→ **EXERCISE BRIEF**:
Return only the lines from the one containing "Can you find the dark" to the end of the entries below, exactly as written, both ends included.

----

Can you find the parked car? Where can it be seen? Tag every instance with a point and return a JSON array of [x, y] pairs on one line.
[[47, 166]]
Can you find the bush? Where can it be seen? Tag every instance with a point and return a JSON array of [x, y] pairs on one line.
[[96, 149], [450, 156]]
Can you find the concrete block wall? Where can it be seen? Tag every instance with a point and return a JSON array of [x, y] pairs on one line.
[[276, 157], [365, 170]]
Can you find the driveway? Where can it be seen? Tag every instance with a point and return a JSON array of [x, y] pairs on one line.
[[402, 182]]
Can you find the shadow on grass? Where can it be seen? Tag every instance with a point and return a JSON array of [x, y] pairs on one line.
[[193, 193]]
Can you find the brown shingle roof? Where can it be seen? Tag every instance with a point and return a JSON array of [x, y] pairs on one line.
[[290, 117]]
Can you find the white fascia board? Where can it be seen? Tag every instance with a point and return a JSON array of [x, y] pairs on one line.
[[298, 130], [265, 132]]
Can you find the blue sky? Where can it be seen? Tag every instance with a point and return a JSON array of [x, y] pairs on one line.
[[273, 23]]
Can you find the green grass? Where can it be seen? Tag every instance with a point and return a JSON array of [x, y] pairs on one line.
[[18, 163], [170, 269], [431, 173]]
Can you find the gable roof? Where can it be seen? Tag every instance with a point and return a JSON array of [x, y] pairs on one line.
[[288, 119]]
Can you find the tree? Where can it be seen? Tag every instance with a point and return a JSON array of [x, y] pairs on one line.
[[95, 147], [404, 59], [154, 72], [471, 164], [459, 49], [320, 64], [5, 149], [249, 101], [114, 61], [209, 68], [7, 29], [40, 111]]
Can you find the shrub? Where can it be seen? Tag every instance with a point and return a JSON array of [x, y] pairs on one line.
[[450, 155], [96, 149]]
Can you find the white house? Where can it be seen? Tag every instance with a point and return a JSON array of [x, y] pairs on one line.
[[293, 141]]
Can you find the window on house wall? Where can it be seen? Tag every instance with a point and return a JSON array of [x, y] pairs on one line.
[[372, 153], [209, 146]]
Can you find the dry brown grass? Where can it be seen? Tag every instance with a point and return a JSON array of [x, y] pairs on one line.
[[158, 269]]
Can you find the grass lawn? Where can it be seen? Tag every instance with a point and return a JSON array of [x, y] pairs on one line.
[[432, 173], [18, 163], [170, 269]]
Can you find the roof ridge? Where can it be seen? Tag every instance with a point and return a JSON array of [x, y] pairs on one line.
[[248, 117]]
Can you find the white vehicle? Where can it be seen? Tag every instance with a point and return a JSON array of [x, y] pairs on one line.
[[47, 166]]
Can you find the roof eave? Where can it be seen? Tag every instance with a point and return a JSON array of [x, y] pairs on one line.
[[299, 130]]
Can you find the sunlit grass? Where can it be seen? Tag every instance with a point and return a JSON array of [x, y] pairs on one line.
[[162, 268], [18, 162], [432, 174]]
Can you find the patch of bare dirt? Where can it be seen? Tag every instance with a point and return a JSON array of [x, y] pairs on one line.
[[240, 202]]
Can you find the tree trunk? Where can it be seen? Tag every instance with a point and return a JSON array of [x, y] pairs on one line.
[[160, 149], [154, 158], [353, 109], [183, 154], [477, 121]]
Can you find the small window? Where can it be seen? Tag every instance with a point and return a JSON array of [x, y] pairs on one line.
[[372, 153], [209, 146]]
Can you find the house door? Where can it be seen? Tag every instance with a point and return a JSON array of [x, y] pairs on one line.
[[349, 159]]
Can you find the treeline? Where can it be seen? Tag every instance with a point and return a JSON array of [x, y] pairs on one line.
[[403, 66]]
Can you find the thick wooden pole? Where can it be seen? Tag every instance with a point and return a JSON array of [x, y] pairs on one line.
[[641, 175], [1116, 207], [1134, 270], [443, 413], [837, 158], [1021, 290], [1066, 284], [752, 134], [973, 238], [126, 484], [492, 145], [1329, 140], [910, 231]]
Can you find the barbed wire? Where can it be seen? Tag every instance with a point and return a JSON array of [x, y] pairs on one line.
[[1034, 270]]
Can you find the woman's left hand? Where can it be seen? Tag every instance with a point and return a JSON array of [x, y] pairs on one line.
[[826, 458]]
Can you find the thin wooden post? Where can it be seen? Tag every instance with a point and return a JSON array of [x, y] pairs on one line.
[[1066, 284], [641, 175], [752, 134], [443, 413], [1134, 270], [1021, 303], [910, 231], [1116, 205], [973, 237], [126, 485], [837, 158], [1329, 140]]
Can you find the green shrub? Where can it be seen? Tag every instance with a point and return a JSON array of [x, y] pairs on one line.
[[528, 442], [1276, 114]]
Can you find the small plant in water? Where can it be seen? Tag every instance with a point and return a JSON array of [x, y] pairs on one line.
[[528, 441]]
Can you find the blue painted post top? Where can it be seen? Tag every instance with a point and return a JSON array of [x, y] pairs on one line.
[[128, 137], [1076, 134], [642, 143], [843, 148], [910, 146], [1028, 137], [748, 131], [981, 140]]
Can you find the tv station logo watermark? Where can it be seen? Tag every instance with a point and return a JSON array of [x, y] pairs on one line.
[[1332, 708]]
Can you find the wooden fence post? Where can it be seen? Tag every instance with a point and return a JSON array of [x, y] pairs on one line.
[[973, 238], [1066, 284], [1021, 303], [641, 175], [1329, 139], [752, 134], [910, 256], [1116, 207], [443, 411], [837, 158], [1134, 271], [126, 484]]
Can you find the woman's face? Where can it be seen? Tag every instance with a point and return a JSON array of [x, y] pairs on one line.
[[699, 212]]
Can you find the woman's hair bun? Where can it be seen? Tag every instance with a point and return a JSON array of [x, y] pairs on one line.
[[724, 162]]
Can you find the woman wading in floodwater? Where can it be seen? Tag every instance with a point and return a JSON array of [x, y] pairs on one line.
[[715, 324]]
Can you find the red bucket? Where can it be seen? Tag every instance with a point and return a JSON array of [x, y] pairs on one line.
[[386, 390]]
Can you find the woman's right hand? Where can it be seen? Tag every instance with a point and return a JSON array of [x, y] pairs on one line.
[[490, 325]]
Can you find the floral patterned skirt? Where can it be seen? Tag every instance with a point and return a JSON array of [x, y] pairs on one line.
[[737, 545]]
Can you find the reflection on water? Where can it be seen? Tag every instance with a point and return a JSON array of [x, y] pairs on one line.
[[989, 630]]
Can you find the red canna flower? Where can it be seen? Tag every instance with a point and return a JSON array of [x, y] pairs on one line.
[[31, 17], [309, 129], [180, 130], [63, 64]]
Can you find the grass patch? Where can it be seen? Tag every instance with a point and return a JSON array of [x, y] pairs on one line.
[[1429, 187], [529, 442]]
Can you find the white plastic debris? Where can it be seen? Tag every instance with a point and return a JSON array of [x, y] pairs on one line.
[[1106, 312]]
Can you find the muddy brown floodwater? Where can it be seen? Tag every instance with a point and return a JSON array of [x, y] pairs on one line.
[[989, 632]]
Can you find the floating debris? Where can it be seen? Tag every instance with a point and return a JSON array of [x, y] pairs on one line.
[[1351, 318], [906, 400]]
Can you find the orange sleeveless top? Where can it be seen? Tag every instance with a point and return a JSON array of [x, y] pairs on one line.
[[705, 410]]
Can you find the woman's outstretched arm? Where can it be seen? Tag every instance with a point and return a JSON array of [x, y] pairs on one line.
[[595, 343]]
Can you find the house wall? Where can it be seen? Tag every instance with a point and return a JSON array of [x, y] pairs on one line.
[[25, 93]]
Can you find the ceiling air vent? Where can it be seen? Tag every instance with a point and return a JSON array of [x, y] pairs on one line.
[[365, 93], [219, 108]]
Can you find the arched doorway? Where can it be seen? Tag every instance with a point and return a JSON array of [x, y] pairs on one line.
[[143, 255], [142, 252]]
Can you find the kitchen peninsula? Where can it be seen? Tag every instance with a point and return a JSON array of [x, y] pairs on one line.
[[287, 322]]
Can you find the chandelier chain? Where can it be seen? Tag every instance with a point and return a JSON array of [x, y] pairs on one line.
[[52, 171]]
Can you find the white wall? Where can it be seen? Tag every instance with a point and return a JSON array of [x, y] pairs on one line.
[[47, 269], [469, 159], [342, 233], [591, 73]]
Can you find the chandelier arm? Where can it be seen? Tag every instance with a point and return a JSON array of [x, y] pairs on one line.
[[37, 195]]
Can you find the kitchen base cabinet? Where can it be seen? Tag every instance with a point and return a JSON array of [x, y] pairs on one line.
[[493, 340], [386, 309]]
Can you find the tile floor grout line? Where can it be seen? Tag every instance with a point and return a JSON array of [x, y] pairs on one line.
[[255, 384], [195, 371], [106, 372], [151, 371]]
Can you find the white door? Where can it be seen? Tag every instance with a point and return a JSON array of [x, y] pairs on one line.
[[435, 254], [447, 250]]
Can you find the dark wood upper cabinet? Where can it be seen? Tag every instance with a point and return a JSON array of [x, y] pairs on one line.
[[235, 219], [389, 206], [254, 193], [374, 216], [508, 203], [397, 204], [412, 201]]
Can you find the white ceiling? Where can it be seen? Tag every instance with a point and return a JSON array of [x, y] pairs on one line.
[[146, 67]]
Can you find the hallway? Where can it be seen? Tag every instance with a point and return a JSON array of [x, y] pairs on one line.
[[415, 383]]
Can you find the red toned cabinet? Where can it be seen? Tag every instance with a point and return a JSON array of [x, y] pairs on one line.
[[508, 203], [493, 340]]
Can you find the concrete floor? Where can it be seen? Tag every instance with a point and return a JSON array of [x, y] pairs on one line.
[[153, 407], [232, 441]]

----

→ **RESULT OF THIS TASK**:
Can you find the dark wood upper cabinet? Where can it be seen? Tag every instance with a point and return a JSON array of [x, y] pairs on one line.
[[235, 219], [389, 206], [254, 193], [374, 216], [508, 203], [397, 204], [412, 201]]
Can you find the white ceiling? Where can it be seen? Tag every instance with a point and return a JSON array of [x, y] pairs on one line.
[[146, 67]]
Can you find the hallway? Where can it be seen? Tag every instance with a point and return a JSON array of [x, y] pairs on one line.
[[415, 383]]
Can you find the red toned cabinet? Where can it be seen? Tag every instance with a point and return a JSON array of [x, y] pairs on one line.
[[508, 203], [493, 340]]
Can you find the concrete floor? Where can it be seen? Tag every instance with a point and return a JSON array of [x, y] pairs on one line.
[[153, 407], [232, 441]]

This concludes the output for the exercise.